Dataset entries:
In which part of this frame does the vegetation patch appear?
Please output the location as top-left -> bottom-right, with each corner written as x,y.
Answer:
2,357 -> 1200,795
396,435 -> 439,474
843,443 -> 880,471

WHAT IS EXPECTED:
Write down all of the records again, word for word.

ANSWER SECTION:
In which part of this frame does the vegetation patch appear?
Please output the location as top-left -> bottom-right, with each corner written as x,y.
Answer:
2,357 -> 1200,795
396,435 -> 439,474
843,443 -> 880,471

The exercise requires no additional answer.